Find every line below that contains the word "cloud", with uppercase and lowercase letters matching, and copy each of those lines.

** Location labeling records **
--- BEGIN ---

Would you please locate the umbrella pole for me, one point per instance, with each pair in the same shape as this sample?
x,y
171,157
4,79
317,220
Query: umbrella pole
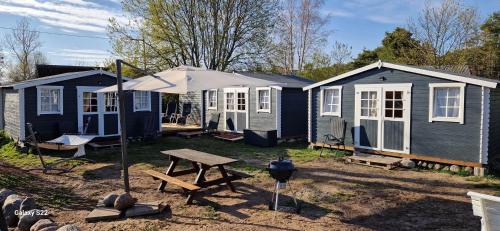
x,y
123,128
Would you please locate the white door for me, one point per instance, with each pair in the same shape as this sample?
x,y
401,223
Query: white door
x,y
235,109
99,111
382,117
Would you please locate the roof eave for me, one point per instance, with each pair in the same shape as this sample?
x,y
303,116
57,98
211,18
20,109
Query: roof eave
x,y
62,78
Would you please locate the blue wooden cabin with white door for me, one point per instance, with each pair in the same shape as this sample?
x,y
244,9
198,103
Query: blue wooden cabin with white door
x,y
411,112
64,103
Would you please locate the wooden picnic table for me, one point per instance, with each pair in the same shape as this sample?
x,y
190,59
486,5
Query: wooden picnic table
x,y
201,162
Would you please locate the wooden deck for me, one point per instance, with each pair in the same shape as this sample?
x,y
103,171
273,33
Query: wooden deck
x,y
377,161
172,128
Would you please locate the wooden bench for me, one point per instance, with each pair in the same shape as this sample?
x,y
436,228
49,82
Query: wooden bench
x,y
488,208
172,180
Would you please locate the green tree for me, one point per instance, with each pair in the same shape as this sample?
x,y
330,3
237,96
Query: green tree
x,y
217,34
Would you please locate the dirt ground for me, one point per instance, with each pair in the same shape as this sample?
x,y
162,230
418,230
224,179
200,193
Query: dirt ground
x,y
334,195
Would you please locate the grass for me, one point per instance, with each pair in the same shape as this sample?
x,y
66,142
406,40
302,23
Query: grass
x,y
254,159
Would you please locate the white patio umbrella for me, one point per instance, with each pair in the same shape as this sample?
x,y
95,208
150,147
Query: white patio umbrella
x,y
183,79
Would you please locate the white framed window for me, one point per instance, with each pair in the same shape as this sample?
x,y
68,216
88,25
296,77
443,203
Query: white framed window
x,y
230,101
110,102
446,102
331,101
241,101
212,99
142,101
263,99
49,100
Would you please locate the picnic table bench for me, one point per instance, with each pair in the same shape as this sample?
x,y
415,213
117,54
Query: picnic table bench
x,y
201,162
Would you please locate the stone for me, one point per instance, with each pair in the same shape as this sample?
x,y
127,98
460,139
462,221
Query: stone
x,y
437,166
27,220
69,228
407,163
455,168
27,204
11,204
43,223
4,193
124,201
109,200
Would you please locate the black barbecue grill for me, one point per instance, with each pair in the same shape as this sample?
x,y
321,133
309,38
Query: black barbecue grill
x,y
281,170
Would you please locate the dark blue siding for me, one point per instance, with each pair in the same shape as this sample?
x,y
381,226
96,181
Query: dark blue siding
x,y
439,139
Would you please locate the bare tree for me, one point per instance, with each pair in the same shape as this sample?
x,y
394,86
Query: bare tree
x,y
23,42
341,52
216,34
445,28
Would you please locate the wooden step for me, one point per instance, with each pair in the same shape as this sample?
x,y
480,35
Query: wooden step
x,y
172,180
374,160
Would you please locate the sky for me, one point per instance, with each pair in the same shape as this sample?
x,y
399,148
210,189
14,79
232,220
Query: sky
x,y
359,23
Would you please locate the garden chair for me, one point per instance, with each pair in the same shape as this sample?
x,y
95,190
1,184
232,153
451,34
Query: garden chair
x,y
213,124
488,208
336,136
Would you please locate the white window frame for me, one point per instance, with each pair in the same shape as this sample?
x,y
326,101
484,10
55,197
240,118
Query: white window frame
x,y
208,99
322,98
149,102
460,118
39,100
257,103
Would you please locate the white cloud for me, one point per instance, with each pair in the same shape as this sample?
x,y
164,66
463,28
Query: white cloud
x,y
69,14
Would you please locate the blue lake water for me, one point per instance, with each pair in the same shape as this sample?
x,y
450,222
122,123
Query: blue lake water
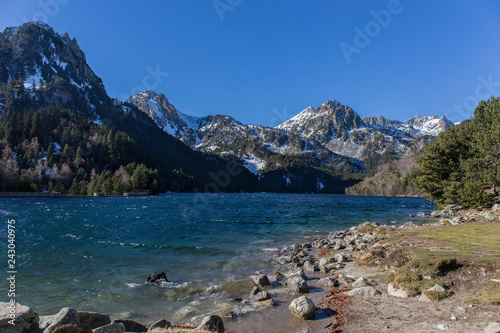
x,y
94,254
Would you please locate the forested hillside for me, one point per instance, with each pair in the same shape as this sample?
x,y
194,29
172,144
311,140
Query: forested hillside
x,y
462,166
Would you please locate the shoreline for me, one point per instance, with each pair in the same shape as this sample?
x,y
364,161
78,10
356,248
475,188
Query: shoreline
x,y
321,255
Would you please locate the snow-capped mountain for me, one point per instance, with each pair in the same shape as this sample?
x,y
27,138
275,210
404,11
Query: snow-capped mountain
x,y
51,67
333,135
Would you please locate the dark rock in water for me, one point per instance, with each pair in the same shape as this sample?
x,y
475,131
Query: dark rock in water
x,y
163,324
111,328
91,320
130,325
260,280
157,277
66,316
212,323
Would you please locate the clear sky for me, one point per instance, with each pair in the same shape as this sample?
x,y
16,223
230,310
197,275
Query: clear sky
x,y
262,62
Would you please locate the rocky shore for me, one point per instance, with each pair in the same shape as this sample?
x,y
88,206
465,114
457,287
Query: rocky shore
x,y
369,278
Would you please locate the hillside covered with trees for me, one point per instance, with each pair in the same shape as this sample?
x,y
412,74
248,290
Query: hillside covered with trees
x,y
462,166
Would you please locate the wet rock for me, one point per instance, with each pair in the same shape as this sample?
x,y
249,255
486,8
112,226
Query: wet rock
x,y
130,325
328,282
364,291
64,317
156,277
161,324
212,323
302,307
343,279
360,282
297,285
91,320
111,328
260,280
26,320
396,292
492,328
258,295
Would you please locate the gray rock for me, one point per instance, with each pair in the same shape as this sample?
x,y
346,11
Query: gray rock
x,y
344,279
25,319
130,325
65,317
364,291
396,292
492,328
111,328
302,307
160,324
297,285
297,272
258,295
260,280
309,267
328,282
360,282
212,323
91,320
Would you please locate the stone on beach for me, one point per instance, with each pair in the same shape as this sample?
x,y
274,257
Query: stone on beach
x,y
161,324
111,328
364,291
91,320
260,280
297,284
302,307
212,323
396,292
26,319
258,295
65,316
130,325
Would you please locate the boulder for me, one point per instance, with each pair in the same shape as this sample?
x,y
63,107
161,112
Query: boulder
x,y
258,295
157,277
396,292
328,282
309,267
260,280
130,325
91,320
360,282
297,272
111,328
364,291
212,323
161,324
297,285
25,320
64,317
343,279
492,328
302,307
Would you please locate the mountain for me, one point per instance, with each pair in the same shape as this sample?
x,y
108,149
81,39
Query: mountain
x,y
43,72
332,136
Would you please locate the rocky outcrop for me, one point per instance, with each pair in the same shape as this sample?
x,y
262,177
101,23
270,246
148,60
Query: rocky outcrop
x,y
302,307
17,318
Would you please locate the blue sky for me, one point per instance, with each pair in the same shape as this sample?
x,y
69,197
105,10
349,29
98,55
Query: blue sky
x,y
262,62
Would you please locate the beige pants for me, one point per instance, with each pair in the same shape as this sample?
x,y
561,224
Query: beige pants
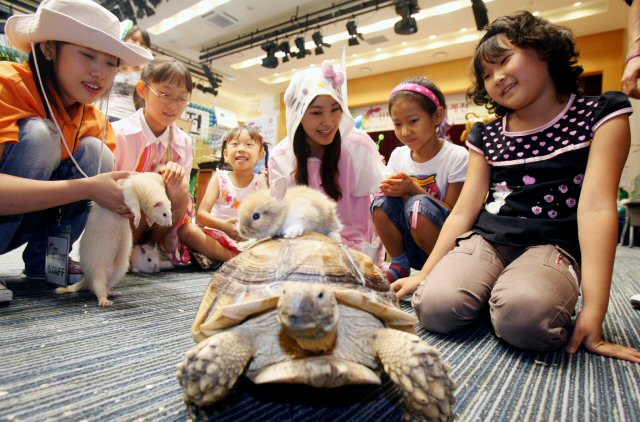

--- END ---

** RESULT FOR THIS TASK **
Would you please locate the white cloud for me, one point per instance, with each pair in the same shape as this sample?
Query: white cloud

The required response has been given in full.